_TASK REQUIREMENTS_:
Copy every record below, exactly as written.

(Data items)
++++++++++++++++++++

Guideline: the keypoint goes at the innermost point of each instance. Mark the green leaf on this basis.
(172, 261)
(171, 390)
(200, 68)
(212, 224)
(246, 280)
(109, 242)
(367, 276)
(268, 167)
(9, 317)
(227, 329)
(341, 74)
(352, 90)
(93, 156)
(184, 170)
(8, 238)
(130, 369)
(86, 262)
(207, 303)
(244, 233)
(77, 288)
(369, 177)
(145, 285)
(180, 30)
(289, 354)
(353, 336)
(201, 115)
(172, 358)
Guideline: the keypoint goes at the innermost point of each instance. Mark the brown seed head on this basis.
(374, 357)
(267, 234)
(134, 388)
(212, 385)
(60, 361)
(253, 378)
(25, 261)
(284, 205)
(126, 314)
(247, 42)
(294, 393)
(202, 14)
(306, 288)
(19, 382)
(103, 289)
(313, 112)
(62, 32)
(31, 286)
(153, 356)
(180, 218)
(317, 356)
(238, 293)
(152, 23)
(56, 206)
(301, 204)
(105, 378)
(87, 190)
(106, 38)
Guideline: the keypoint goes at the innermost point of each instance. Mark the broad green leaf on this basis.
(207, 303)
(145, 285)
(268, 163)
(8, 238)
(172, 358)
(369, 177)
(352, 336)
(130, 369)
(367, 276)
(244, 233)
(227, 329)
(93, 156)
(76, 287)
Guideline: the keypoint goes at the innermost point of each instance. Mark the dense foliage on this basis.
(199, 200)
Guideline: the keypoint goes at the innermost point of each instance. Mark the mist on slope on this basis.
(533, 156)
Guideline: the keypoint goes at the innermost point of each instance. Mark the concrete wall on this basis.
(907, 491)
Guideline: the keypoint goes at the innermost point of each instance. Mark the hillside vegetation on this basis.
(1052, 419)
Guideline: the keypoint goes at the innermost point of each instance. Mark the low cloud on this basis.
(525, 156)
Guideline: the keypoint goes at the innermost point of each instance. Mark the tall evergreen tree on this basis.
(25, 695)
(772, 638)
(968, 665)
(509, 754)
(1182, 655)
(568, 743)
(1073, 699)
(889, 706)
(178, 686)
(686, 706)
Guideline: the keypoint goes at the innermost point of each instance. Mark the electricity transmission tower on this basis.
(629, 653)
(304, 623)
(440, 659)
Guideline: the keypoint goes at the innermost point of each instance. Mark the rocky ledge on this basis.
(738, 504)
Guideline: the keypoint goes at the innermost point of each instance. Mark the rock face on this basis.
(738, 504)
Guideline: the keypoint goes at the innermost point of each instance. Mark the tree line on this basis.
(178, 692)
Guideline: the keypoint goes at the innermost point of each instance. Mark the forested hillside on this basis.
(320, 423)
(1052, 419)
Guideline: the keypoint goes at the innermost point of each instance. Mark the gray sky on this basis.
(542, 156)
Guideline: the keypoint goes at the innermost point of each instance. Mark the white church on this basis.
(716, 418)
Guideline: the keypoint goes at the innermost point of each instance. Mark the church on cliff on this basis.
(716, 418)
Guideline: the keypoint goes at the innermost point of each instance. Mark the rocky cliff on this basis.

++++++++++++++++++++

_CORRECT RESULT_:
Guideline: the keypoint goes at the innermost point of each instance. Mark the green leaf on this basis.
(172, 261)
(171, 390)
(200, 68)
(212, 224)
(246, 280)
(109, 242)
(367, 276)
(268, 167)
(9, 317)
(227, 329)
(341, 74)
(352, 90)
(93, 156)
(184, 170)
(8, 238)
(130, 369)
(86, 262)
(207, 303)
(244, 233)
(77, 288)
(369, 177)
(145, 285)
(180, 30)
(289, 354)
(353, 336)
(201, 115)
(172, 358)
Guideline: the keypoint goes at the innermost point of each instance. Mark the brown seed head on this basis.
(374, 357)
(267, 234)
(134, 388)
(212, 385)
(60, 361)
(253, 378)
(25, 261)
(284, 205)
(126, 314)
(247, 42)
(294, 393)
(202, 14)
(306, 288)
(19, 382)
(103, 289)
(313, 112)
(62, 32)
(31, 286)
(153, 356)
(180, 218)
(317, 356)
(238, 293)
(152, 23)
(56, 206)
(301, 204)
(105, 378)
(87, 190)
(106, 38)
Guideline: the keypoint goes at the innermost point of each instance. Mark the broad green leaf on this basis.
(207, 303)
(145, 285)
(268, 163)
(8, 238)
(172, 358)
(369, 177)
(352, 336)
(130, 369)
(367, 276)
(244, 233)
(227, 329)
(93, 156)
(76, 287)
Guideline: the keypoint goes at the innermost point of each instance. Mark the dense foliage on this basis.
(199, 200)
Guideline: the keypoint goes at the innermost point of each instance. Mark the mist on slope on this basis.
(533, 156)
Guideline: the keypoint goes at the innermost point of each instance. Mark the concrete wall on this basis.
(907, 491)
Guideline: the keypoint goes at the innermost point of each instance. Mark the hillside vegetation on this basis.
(1052, 419)
Guideline: the keypoint goes at the innermost point of each instance. Mark the low cloud on this basis.
(525, 156)
Guideline: the keypoint goes at the innermost point of each instance. Mark the tall evergreen tree on this basis.
(25, 695)
(772, 638)
(968, 665)
(509, 754)
(1182, 655)
(568, 743)
(1073, 699)
(889, 706)
(178, 686)
(686, 706)
Guideline: the keypoint goes at the innermost point of each instance. Mark the electricity transmission tower on this basis.
(629, 653)
(304, 623)
(440, 659)
Guideline: the keypoint goes at the innermost point of each instance. Mark the rocky ledge on this basis.
(738, 504)
Guideline: the keypoint goes at the innermost point of each instance. Mark the rock face on this basis.
(738, 504)
Guideline: the keypoint goes at the innermost point of each instance. Mark the tree line on this basis.
(178, 692)
Guideline: the keypoint goes at the innermost point of each instance. Mark the forested hillside on this basis.
(320, 423)
(1052, 419)
Guideline: the keypoint goes at the innermost point of each instance. Mark the gray sky on this basis.
(542, 156)
Guideline: the keypoint goes at the innermost point of each instance. Mark the white church on this basis.
(716, 418)
Guideline: the keypoint goes at the innermost point of each instance. Mark the church on cliff on this basis.
(716, 418)
Guideline: the keypoint goes at the innermost point of each instance. Mark the rocky cliff on this basis.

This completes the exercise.